#### Extracted text
You ask your Google Nest Hub Max to play some music, it lights up the display, maybe shows the song title, and then you get silence. Or it plays for a few seconds and cuts out. Sometimes it plays on a completely different speaker in your house instead.
Try this first: say "Hey Google, stop" to clear any lingering audio session, then "Hey Google, play music on this speaker" specifically. If that gets things moving, the issue was likely a confused audio routing setting rather than anything wrong with the hardware.
Check Your Default Music Service
Open the Google Home app on your phone and tap Settings > Services > Music. Make sure your preferred service is set as the default. If it's set to YouTube Music but you pay for Spotify, the assistant might fail silently when a track isn't available on the default service.
You can also test this by naming a specific song and artist. If the default service doesn't have it in its catalog, the Nest Hub Max just stalls without giving you an error.
Re-link the Music Account
Sometimes the account linking between Google and your music provider silently expires. In the Google Home app, go to Settings > Services > Music. Tap the gear icon next to your service, then Unlink Account.
Tap Link Account again and sign in fresh. This clears up a surprising number of silent failures, especially after a firmware update.
The Wi-Fi Band Makes a Difference
The Nest Hub Max connects to both 2.4 GHz and 5 GHz networks. If your router nudges it onto a congested 2.4 GHz band, streaming can stutter or stop after a few seconds. In the Google Home app, tap your Nest Hub Max, then Settings > Wi-Fi.
If it's on 2.4 GHz and your router supports it, forget the network and reconnect. Give it a minute to negotiate onto the 5 GHz band, then try streaming again.

#### Work instruction 1
Can you translate this sentence from the Nest Hub Max guide into Spanish: "Sometimes the account linking between Google and your music provider silently expires."
#### Work instruction 2
Can you rewrite the paragraph of the Nest Hub Max guide beginning "The Nest Hub Max connects to both" as a short list that keeps its main facts?
#### Work instruction 3
What comes next in the Nest Hub Max guide? Write the text that follows its final sentence, in the same style.

#### Provided information

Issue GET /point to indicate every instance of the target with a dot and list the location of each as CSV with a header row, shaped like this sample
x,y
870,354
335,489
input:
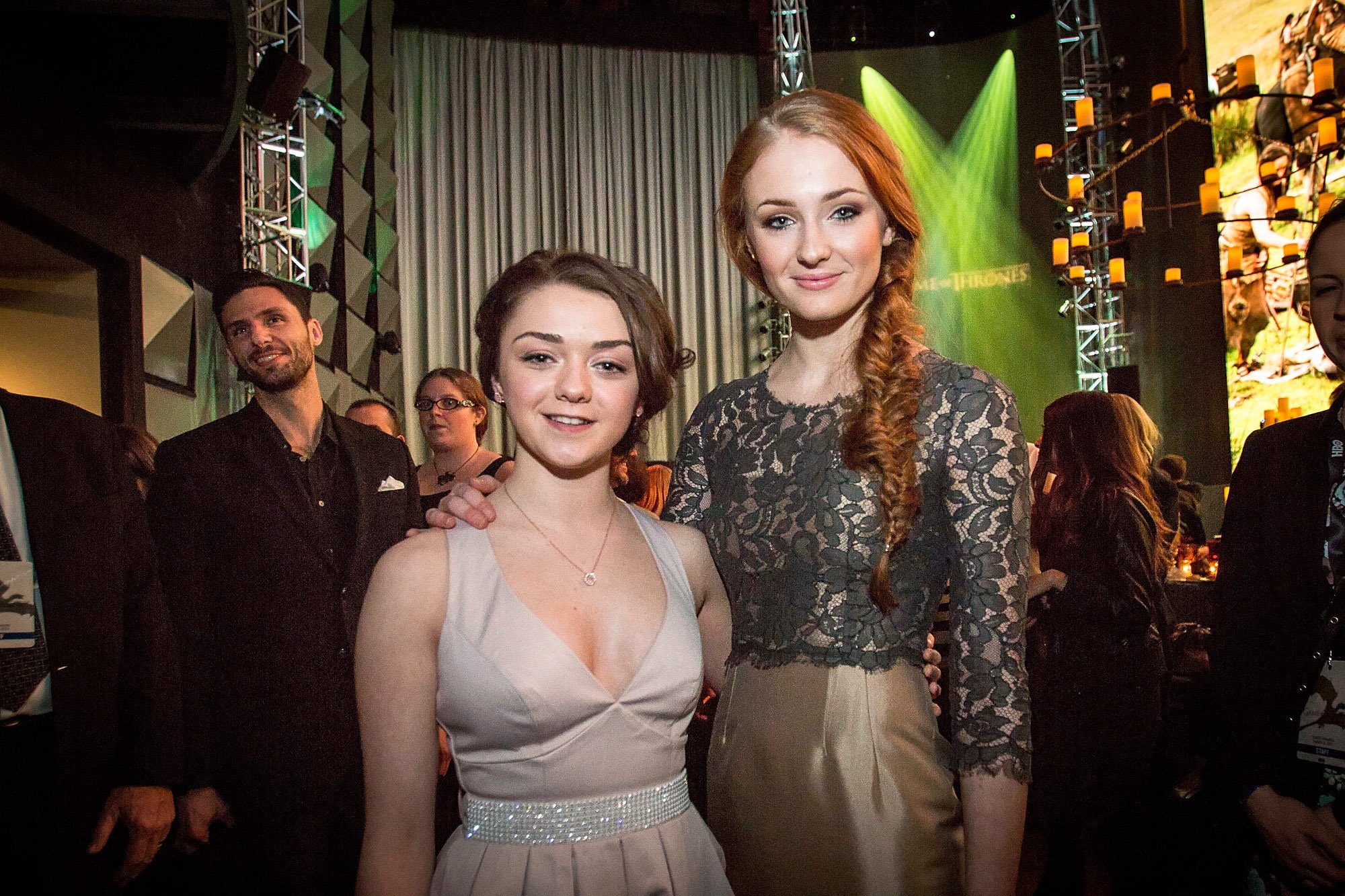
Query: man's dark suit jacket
x,y
1277,616
115,685
267,620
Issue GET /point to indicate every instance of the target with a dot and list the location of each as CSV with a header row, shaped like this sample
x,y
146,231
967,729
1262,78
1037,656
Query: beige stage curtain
x,y
508,147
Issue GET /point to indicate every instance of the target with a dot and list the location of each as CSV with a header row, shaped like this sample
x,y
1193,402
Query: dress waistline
x,y
502,821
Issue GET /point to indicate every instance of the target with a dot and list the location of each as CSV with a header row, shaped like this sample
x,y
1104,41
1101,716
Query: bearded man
x,y
268,524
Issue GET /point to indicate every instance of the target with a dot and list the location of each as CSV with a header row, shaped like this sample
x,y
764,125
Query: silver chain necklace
x,y
591,576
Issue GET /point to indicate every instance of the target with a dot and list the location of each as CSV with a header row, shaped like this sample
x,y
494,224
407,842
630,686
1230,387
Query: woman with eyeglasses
x,y
453,415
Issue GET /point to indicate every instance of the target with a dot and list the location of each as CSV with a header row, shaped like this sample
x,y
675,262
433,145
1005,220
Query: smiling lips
x,y
567,423
817,280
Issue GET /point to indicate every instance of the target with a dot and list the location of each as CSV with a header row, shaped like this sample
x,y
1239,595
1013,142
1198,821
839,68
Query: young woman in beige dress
x,y
562,650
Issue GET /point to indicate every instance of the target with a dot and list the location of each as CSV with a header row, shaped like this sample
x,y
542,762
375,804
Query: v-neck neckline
x,y
668,606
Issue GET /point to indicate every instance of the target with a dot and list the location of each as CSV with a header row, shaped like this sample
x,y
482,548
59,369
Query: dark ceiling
x,y
723,26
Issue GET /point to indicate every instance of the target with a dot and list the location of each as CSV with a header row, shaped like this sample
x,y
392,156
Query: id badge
x,y
1321,728
18,608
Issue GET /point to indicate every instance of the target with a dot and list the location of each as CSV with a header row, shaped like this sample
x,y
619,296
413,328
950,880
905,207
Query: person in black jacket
x,y
1096,651
270,522
89,716
1277,637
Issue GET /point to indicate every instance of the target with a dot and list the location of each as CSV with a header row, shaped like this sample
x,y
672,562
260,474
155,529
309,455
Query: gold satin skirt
x,y
833,782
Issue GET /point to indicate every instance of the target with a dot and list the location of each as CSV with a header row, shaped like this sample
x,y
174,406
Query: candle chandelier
x,y
1089,162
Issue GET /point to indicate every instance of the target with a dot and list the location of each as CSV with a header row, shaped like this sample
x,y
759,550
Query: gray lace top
x,y
796,536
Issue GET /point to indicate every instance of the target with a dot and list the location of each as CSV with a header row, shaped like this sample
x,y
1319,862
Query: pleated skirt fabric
x,y
833,780
675,858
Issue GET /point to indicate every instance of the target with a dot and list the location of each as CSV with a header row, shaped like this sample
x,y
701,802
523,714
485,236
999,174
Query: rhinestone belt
x,y
501,821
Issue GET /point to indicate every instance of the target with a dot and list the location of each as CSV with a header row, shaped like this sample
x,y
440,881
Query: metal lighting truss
x,y
1101,337
275,178
793,73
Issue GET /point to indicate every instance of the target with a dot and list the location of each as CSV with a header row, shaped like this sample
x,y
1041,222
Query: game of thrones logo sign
x,y
989,279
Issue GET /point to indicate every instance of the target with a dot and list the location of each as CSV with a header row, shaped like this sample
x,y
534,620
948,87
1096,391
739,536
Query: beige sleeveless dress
x,y
529,721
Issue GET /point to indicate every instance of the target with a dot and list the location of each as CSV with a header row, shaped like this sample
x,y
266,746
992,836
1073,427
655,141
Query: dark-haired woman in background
x,y
1096,649
454,417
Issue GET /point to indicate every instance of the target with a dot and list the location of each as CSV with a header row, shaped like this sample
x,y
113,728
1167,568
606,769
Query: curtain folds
x,y
508,147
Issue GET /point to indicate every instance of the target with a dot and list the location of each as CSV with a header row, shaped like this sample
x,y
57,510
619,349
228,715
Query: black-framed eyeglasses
x,y
447,403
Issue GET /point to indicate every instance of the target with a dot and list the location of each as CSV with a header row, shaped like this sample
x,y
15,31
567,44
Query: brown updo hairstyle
x,y
469,385
658,361
879,438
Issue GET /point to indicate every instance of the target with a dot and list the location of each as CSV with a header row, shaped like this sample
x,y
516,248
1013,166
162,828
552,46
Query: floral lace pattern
x,y
796,536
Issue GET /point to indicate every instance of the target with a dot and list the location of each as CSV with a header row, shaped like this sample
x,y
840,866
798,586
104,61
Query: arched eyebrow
x,y
835,194
556,341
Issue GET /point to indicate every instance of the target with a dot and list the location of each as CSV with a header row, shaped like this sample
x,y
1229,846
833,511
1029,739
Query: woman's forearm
x,y
995,807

#### Reply 1
A veces, la vinculación de cuentas entre Google y tu proveedor de música caduca sin aviso.

#### Reply 2
- The Nest Hub Max can connect to both 2.4 GHz and 5 GHz networks.
- A congested 2.4 GHz band can make streaming stutter or stop after a few seconds.
- To check the band, open the Google Home app, tap the Nest Hub Max, then go to Settings > Wi-Fi.

#### Reply 3
Clear Stuck Casting Sessions
Your Nest Hub Max has Chromecast built-in, which is great until a casting session gets stuck in the background. An abandoned Spotify stream from your phone can hold audio focus and block new voice commands.
Open the Google Home app and tap Media. Look for any active or stuck sessions and tap Stop casting. Once the session is cleared, try your music command again.
The Speaker Group Might Be the Culprit
If your Nest Hub Max is part of a speaker group, the music might be trying to play to the whole group but failing on one device. This causes the entire group to drop out, leaving you with silence.
Ask for music on just this specific device: "Hey Google, play jazz on the kitchen display." If that works, remove the Nest Hub Max from its speaker group in the Google Home app, test it solo, then add it back fresh.
Check the Gemini Migration Status
As of April 2026, Google is migrating Nest Hub Max units from Assistant to Gemini for Home. This is rolling out in stages across 16 countries, and not every device has made the switch yet.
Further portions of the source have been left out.